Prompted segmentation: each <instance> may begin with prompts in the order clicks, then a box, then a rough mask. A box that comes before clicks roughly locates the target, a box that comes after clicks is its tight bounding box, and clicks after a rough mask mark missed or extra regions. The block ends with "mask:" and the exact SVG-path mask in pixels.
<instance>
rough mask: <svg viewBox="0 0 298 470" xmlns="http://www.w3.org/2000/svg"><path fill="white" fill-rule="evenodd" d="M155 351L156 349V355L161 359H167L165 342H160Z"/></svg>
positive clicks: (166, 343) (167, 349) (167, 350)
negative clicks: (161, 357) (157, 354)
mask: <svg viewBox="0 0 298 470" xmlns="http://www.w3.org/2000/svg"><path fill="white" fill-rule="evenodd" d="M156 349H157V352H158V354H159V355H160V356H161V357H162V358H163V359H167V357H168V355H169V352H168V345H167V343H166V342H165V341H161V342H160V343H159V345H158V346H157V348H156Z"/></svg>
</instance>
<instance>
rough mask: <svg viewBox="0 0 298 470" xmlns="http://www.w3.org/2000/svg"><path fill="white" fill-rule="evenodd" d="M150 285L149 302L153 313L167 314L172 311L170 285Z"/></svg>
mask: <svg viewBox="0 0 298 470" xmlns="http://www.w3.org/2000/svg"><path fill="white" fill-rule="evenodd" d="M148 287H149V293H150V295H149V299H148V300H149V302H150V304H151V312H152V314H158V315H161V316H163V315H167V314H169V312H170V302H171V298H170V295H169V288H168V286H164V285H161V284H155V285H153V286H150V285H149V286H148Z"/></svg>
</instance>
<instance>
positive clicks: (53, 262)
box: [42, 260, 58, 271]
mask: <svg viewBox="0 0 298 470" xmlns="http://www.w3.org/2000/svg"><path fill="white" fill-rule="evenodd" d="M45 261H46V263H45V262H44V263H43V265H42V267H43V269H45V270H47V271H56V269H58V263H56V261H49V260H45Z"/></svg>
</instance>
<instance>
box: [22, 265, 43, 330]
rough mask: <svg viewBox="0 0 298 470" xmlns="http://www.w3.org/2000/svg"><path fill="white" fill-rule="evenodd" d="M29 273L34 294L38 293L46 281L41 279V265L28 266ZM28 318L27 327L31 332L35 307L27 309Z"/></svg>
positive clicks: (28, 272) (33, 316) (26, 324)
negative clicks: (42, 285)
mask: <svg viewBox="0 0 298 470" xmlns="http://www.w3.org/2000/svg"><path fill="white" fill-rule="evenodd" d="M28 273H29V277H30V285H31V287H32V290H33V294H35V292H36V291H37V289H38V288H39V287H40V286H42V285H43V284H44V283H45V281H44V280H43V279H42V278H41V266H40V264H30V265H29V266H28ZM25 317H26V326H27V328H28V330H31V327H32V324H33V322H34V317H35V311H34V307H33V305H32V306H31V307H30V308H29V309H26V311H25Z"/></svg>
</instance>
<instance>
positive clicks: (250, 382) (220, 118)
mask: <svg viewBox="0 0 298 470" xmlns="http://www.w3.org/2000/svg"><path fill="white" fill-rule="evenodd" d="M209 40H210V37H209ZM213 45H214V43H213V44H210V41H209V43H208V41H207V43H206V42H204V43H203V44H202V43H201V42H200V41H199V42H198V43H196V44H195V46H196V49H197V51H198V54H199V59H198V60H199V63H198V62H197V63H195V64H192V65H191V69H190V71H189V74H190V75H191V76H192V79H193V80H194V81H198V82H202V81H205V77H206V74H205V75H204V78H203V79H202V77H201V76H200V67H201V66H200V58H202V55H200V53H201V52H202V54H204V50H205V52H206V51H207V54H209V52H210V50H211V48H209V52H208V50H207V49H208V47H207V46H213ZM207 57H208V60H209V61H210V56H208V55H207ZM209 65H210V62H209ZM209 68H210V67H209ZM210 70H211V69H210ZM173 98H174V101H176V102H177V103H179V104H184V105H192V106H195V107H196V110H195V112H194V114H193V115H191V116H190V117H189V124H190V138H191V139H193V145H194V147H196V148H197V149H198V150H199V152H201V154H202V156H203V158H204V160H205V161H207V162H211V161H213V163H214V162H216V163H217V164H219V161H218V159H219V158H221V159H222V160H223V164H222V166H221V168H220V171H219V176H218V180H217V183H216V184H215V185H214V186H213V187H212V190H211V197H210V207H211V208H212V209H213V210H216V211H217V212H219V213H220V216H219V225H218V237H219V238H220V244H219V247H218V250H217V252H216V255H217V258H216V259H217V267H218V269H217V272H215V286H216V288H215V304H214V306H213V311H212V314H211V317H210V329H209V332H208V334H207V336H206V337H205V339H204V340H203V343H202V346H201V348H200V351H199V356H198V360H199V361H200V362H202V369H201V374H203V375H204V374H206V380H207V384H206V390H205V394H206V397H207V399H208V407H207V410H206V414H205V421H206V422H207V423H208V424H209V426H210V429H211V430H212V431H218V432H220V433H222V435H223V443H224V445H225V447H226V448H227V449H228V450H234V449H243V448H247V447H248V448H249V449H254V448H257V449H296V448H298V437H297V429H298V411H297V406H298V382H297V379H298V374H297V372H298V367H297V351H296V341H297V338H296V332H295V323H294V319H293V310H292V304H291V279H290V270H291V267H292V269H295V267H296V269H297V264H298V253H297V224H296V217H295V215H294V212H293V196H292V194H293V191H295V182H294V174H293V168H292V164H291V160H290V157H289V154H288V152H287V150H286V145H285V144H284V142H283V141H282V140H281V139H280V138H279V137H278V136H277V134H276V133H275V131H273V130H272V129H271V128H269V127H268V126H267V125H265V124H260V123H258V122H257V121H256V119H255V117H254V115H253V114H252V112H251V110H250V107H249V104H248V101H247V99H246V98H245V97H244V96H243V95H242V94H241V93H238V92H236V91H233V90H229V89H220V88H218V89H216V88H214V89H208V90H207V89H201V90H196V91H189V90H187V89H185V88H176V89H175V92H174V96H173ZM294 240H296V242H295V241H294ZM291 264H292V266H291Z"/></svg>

YOUR ASSIGNMENT:
Repeat the data in full, matching each line exactly.

ANSWER FOR THIS EXERCISE:
Prompted segmentation: each <instance> may begin with prompts in the order clicks, then a box, then a rough mask. A box that comes before clicks roughly locates the target, a box that comes after clicks is its tight bounding box, and clicks after a rough mask mark missed or extra regions. The block ends with "mask:" and the exact SVG-path mask in pixels.
<instance>
rough mask: <svg viewBox="0 0 298 470" xmlns="http://www.w3.org/2000/svg"><path fill="white" fill-rule="evenodd" d="M155 351L156 349V355L161 359H167L165 342H160Z"/></svg>
positive clicks: (166, 343) (167, 349) (167, 350)
negative clicks: (161, 357) (157, 354)
mask: <svg viewBox="0 0 298 470" xmlns="http://www.w3.org/2000/svg"><path fill="white" fill-rule="evenodd" d="M156 349H157V352H158V354H159V355H160V356H161V357H162V358H163V359H167V357H168V355H169V352H168V345H167V343H166V342H165V341H161V342H160V343H159V345H158V346H157V348H156Z"/></svg>
</instance>
<instance>
rough mask: <svg viewBox="0 0 298 470" xmlns="http://www.w3.org/2000/svg"><path fill="white" fill-rule="evenodd" d="M150 285L149 302L153 313L167 314L172 311L170 285Z"/></svg>
mask: <svg viewBox="0 0 298 470" xmlns="http://www.w3.org/2000/svg"><path fill="white" fill-rule="evenodd" d="M148 287H149V293H150V295H149V299H148V300H149V302H150V304H151V312H152V314H158V315H161V316H163V315H167V314H169V312H170V302H171V298H170V295H169V288H168V286H164V285H161V284H155V285H153V286H150V285H149V286H148Z"/></svg>
</instance>
<instance>
positive clicks: (53, 262)
box: [42, 260, 58, 271]
mask: <svg viewBox="0 0 298 470" xmlns="http://www.w3.org/2000/svg"><path fill="white" fill-rule="evenodd" d="M45 261H46V263H45V262H44V263H43V265H42V267H43V269H45V270H47V271H56V269H58V263H56V261H49V260H45Z"/></svg>
</instance>
<instance>
box: [22, 265, 43, 330]
rough mask: <svg viewBox="0 0 298 470" xmlns="http://www.w3.org/2000/svg"><path fill="white" fill-rule="evenodd" d="M29 273L34 294L38 293L46 281L41 279V265L28 266ZM28 318L27 327L31 332L35 307L27 309Z"/></svg>
positive clicks: (28, 272) (33, 316) (26, 324)
negative clicks: (42, 285)
mask: <svg viewBox="0 0 298 470" xmlns="http://www.w3.org/2000/svg"><path fill="white" fill-rule="evenodd" d="M28 273H29V277H30V285H31V287H32V290H33V294H35V292H36V291H37V289H38V288H39V287H40V286H42V285H43V284H44V283H45V281H44V280H43V279H42V278H41V266H40V264H30V265H29V266H28ZM25 317H26V326H27V328H28V330H31V327H32V324H33V322H34V317H35V311H34V307H33V305H32V306H31V307H30V308H29V309H26V311H25Z"/></svg>
</instance>
<instance>
positive clicks: (250, 382) (220, 118)
mask: <svg viewBox="0 0 298 470" xmlns="http://www.w3.org/2000/svg"><path fill="white" fill-rule="evenodd" d="M209 40H210V37H209ZM213 45H214V43H213V44H210V41H209V43H208V41H207V43H206V42H204V43H203V44H202V43H201V42H200V41H199V42H198V43H196V44H195V46H196V49H197V51H198V54H199V59H198V60H199V63H198V62H197V63H195V64H192V65H191V69H190V71H189V74H190V75H191V76H192V79H193V80H194V81H198V82H202V81H205V77H206V74H205V75H204V78H203V79H202V77H201V76H200V67H201V66H200V58H202V55H200V53H201V52H202V54H204V50H205V52H206V51H207V54H209V52H210V50H211V48H209V52H208V50H207V49H208V47H207V46H213ZM207 57H208V60H209V61H210V56H208V55H207ZM209 65H210V62H209ZM209 68H210V67H209ZM210 70H211V69H210ZM173 98H174V101H176V102H177V103H179V104H184V105H192V106H195V107H196V110H195V112H194V114H193V115H191V116H190V117H189V124H190V138H191V139H193V145H194V147H196V148H197V149H198V150H199V152H201V154H202V156H203V158H204V160H205V161H207V162H211V161H213V163H214V162H216V163H217V164H219V161H218V159H219V158H221V159H222V160H223V164H222V166H221V168H220V171H219V176H218V180H217V183H216V184H215V185H214V186H213V187H212V190H211V197H210V207H211V208H212V209H213V210H216V211H217V212H219V213H220V216H219V225H218V237H219V238H220V244H219V247H218V250H217V252H216V255H217V258H216V259H217V267H218V269H217V272H215V286H216V288H215V304H214V306H213V311H212V314H211V317H210V329H209V332H208V334H207V336H206V337H205V339H204V340H203V343H202V346H201V348H200V351H199V356H198V360H199V361H200V362H202V369H201V374H203V375H204V374H206V380H207V384H206V390H205V394H206V397H207V399H208V407H207V410H206V414H205V421H206V422H207V423H208V424H209V426H210V429H211V430H212V431H218V432H220V433H222V435H223V443H224V445H225V447H226V448H227V449H228V450H234V449H243V448H247V447H248V448H249V449H254V448H257V449H296V448H298V437H297V429H298V411H297V406H298V382H297V379H298V374H297V372H298V367H297V351H296V341H297V338H296V332H295V323H294V319H293V310H292V304H291V279H290V270H291V267H292V269H295V267H296V269H297V264H298V253H297V224H296V217H295V215H294V212H293V196H292V194H293V191H295V182H294V174H293V168H292V164H291V160H290V157H289V154H288V152H287V150H286V145H285V144H284V142H283V141H282V140H281V139H280V138H279V137H278V136H277V134H276V133H275V131H273V130H272V129H271V128H269V127H268V126H267V125H265V124H260V123H258V122H257V121H256V119H255V117H254V115H253V114H252V112H251V110H250V107H249V104H248V101H247V99H246V98H245V97H244V96H243V95H242V94H241V93H238V92H236V91H233V90H229V89H220V88H218V89H216V88H214V89H208V90H207V89H201V90H196V91H189V90H187V89H185V88H176V89H175V92H174V96H173ZM294 240H296V242H295V241H294ZM291 264H292V266H291Z"/></svg>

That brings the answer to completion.